> What is asked
Return the whole listing, line for line, without the pictures in it.

(Entries taken from a collection)
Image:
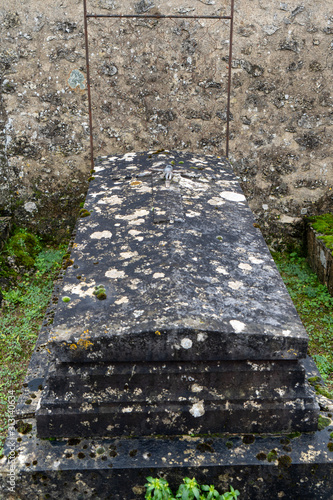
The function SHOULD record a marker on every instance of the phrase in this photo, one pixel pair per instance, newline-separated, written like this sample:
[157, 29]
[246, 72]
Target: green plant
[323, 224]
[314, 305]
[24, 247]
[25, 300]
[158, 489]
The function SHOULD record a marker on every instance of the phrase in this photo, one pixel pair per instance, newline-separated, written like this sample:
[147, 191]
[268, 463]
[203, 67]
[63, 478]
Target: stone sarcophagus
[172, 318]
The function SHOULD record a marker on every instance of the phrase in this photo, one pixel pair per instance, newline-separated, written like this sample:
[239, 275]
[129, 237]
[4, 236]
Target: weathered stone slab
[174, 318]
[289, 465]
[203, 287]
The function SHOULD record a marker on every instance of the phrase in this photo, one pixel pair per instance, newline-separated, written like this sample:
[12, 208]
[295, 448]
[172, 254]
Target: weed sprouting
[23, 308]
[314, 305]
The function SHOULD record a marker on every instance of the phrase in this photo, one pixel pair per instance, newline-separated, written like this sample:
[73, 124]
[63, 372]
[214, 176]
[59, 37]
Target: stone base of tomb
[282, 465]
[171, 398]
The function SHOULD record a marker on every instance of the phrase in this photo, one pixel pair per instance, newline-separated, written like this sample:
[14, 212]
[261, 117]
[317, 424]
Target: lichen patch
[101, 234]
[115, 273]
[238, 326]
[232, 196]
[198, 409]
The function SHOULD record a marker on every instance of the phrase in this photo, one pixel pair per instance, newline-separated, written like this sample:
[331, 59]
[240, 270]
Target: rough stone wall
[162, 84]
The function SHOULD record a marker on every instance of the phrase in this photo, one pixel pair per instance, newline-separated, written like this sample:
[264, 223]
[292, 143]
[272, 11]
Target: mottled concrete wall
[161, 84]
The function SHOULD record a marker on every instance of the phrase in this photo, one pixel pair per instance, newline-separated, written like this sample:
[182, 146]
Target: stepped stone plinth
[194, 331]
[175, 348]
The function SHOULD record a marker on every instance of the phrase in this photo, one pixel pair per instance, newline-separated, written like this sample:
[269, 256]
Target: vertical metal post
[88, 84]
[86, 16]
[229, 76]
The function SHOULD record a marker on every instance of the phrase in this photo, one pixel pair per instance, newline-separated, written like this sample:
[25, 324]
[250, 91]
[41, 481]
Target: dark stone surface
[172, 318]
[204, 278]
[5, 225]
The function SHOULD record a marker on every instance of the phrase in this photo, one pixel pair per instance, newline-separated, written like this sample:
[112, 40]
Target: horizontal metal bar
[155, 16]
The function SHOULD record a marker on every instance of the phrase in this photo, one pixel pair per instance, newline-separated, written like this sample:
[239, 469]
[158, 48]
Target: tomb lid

> Exercise output
Image:
The function SHOULD record a marker on every instance of the phrase in this photo, one pixel pair per instance, newline-separated, written like this sample:
[157, 29]
[246, 72]
Target: green plant
[323, 224]
[314, 305]
[24, 247]
[25, 300]
[158, 489]
The function SHOULD record a marker on every instance of the phrase in this photo, one pixel pair per instance, newline-separated, written like this sample:
[147, 191]
[268, 463]
[203, 67]
[63, 478]
Target: stone sarcophagus
[172, 318]
The function SHOULD record a marker on every instance of the phrase in this photo, one pixel pair per instance, newline-separated, written like this sample:
[239, 275]
[129, 237]
[4, 236]
Target: weathered stone slab
[174, 318]
[289, 465]
[203, 287]
The function SHOULD record a marker on every instance of the phrase in this photo, one pixel pair per instance, newline-separated, written like this sample:
[12, 208]
[295, 448]
[172, 254]
Target: weed sprouting
[23, 308]
[314, 305]
The function SHOULD record a marker on every instance of the phrase in this photo, one pixel pair per instance, newline-separated, written like this sample:
[73, 124]
[63, 372]
[214, 176]
[59, 37]
Target: stone base of tomb
[282, 465]
[171, 398]
The function SHOULD record a marker on every instance of the phrase in this photo, one pixel pair per instance, newline-separated, written like this sample:
[14, 212]
[261, 117]
[317, 424]
Target: lichen patch
[101, 234]
[115, 273]
[238, 326]
[232, 196]
[198, 409]
The function SHOULD record a marker on every instance of the phrase in this photo, one pixel pair per instance, newline-separated, written like this sample:
[331, 59]
[240, 270]
Target: rough stone wall
[162, 84]
The function SHOULD record a marker on every instance of the phrase in this photo, one pixel pair per instance, newline-separated, written like this sample:
[264, 223]
[292, 143]
[272, 11]
Target: mottled concrete wall
[161, 84]
The function SHOULD record a marker on every instance of the phrase in this photo, one pixel pair per instance, newline-separated, written like this sample:
[182, 146]
Target: stepped stone plinth
[194, 331]
[175, 348]
The function SHOULD record a marker on every instance of the phrase in this photo, one pixel pair per instance, newline-separated, written like this sample:
[269, 256]
Target: vertical metal post
[88, 84]
[86, 16]
[229, 76]
The function SHOULD record a marker on every instance of the phrase in this photo, one pixel pair per instance, newline-separated, written like this sample:
[25, 324]
[250, 91]
[41, 481]
Target: dark stone surface
[172, 318]
[204, 278]
[5, 225]
The function SHOULD record a marker on every instance of the phrase in this photo, one pixel pair per instance, newline-separated, written like this sample:
[112, 40]
Target: horizontal metal bar
[155, 16]
The function SHOULD record a marker on every instance of the phrase in this photo, one pixel pair per instance, newline-separated, written like this sample:
[239, 469]
[158, 48]
Target: tomb lid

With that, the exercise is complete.